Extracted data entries
****************
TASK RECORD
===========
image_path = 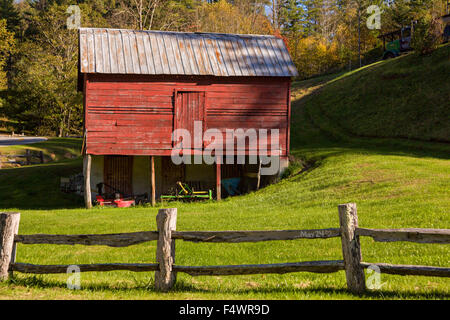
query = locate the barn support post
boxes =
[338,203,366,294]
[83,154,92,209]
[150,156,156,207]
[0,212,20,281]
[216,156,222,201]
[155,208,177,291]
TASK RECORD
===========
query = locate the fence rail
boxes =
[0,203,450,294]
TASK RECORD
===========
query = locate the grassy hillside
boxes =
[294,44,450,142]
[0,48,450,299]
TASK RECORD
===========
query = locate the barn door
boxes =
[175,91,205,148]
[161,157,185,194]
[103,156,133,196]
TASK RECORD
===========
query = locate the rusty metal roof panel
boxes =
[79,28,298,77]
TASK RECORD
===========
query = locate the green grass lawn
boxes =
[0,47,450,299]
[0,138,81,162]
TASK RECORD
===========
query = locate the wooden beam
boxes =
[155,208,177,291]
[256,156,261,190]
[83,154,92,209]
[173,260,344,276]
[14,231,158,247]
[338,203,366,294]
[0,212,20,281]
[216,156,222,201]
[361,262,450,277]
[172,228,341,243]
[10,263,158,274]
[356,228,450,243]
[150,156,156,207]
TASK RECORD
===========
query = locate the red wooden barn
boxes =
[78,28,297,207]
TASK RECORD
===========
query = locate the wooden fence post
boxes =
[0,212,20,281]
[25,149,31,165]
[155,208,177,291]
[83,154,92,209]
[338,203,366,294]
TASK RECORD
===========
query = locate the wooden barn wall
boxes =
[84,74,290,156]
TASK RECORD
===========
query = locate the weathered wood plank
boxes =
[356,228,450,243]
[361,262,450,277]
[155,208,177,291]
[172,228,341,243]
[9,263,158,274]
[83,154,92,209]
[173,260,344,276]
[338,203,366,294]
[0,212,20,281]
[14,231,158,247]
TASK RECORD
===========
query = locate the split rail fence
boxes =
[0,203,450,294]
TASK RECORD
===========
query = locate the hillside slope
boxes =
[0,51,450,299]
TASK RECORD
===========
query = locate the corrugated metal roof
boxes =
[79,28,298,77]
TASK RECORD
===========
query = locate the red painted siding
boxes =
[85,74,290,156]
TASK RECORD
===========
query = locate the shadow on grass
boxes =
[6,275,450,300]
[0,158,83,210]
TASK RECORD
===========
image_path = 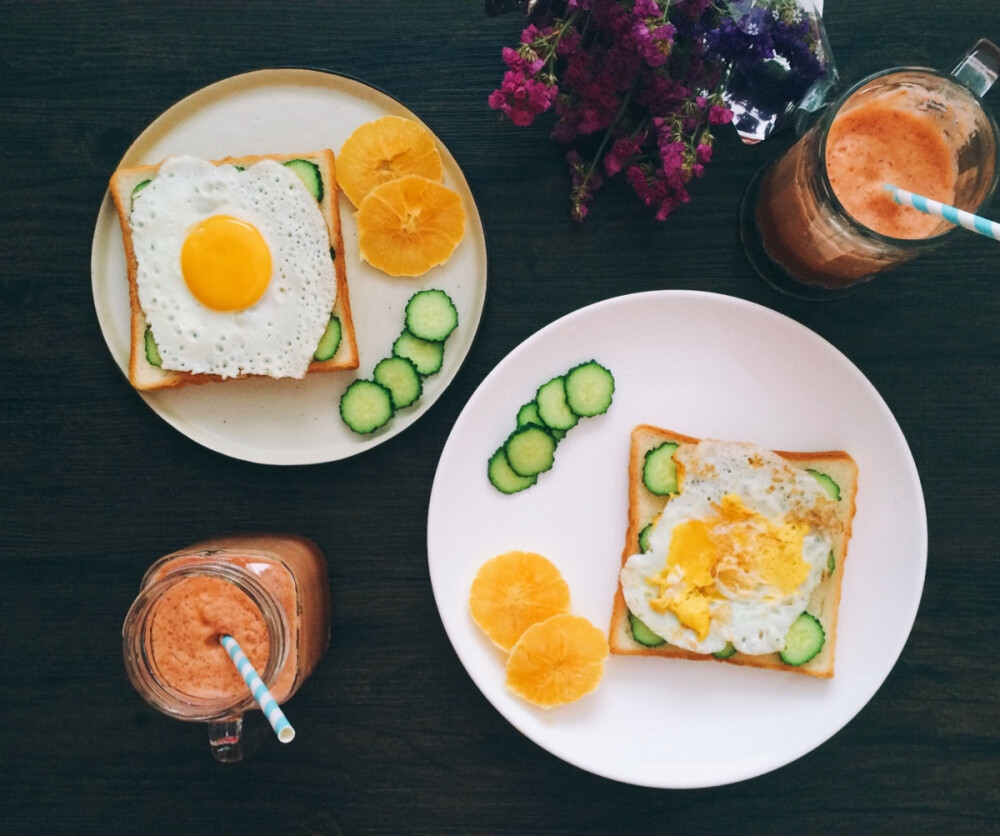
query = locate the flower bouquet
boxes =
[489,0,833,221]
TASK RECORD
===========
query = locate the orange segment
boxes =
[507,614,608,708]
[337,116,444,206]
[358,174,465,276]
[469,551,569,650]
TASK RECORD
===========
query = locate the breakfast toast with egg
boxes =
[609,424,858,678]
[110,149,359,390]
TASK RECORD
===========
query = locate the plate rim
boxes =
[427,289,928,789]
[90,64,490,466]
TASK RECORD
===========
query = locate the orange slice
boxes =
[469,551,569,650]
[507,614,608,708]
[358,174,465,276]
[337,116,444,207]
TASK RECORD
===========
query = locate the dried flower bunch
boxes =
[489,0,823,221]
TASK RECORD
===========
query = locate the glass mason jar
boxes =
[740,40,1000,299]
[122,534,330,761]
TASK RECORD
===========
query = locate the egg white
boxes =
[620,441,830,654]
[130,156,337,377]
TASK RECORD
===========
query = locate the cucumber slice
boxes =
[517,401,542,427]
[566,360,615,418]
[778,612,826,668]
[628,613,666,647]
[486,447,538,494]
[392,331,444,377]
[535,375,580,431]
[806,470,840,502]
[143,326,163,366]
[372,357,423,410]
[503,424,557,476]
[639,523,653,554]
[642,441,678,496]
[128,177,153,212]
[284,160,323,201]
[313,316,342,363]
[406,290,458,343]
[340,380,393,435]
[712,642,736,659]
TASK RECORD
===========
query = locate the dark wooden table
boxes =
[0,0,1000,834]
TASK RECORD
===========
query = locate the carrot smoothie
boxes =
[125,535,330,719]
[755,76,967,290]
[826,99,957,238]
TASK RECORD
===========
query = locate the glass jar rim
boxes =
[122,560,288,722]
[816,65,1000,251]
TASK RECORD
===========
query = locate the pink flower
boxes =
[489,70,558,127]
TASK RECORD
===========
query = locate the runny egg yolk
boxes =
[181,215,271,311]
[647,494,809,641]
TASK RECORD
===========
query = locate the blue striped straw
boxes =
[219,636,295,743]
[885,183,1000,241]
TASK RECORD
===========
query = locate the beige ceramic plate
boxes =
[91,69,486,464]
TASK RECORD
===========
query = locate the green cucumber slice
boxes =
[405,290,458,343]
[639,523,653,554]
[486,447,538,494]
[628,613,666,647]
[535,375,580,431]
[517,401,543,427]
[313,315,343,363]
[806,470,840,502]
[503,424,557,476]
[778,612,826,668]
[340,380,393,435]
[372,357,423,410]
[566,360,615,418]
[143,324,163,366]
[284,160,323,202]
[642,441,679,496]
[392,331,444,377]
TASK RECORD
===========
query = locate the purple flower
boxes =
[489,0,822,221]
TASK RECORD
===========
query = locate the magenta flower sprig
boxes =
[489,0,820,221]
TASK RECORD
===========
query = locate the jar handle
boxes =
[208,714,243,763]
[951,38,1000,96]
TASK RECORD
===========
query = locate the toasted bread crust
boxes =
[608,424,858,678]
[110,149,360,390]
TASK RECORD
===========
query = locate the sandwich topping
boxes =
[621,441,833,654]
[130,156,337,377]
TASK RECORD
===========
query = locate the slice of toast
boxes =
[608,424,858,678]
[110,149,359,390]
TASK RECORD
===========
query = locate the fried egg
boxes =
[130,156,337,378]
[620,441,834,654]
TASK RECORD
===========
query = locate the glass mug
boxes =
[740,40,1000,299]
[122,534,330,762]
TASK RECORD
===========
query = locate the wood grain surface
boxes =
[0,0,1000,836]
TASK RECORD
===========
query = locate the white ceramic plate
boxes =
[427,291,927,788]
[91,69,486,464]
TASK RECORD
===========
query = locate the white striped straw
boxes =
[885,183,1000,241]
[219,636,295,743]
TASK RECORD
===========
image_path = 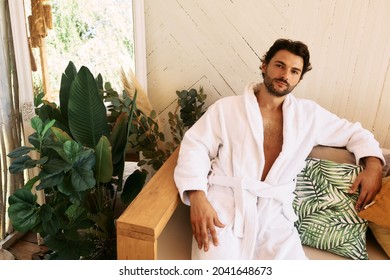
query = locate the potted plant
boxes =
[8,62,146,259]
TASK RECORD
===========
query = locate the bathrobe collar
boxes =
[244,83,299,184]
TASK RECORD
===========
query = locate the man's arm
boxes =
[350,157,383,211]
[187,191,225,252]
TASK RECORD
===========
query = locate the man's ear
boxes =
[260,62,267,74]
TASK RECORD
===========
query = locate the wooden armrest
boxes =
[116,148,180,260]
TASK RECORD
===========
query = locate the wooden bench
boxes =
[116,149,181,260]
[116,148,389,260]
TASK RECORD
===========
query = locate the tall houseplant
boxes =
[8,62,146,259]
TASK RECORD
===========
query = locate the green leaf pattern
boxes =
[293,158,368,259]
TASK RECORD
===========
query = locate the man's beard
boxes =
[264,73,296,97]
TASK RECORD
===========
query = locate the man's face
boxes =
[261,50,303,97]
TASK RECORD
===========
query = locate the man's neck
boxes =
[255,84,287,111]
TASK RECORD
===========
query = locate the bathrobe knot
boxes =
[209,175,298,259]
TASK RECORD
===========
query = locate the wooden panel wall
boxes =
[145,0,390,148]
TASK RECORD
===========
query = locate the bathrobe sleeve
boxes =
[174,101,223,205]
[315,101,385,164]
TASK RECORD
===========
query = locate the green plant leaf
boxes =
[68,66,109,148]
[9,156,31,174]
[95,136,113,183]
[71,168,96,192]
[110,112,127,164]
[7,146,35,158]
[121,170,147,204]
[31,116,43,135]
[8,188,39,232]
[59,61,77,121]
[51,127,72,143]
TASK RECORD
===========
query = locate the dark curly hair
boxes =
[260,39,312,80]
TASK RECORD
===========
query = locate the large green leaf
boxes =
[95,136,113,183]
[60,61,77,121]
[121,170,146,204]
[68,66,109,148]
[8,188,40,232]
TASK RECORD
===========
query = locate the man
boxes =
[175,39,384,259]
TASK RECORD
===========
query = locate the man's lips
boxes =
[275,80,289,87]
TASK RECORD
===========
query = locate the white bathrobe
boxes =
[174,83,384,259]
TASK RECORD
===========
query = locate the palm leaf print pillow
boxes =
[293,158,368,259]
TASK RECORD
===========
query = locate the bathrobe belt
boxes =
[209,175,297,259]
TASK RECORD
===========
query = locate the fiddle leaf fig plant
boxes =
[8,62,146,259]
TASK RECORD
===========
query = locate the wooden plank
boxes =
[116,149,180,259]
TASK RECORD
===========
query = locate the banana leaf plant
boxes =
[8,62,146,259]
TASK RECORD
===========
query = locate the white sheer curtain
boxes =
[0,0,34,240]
****************
**BRIEF**
Please give the number of lines in the rows above that contain the word "post", with no other text in your reply.

**EXPECTED OUTPUT**
2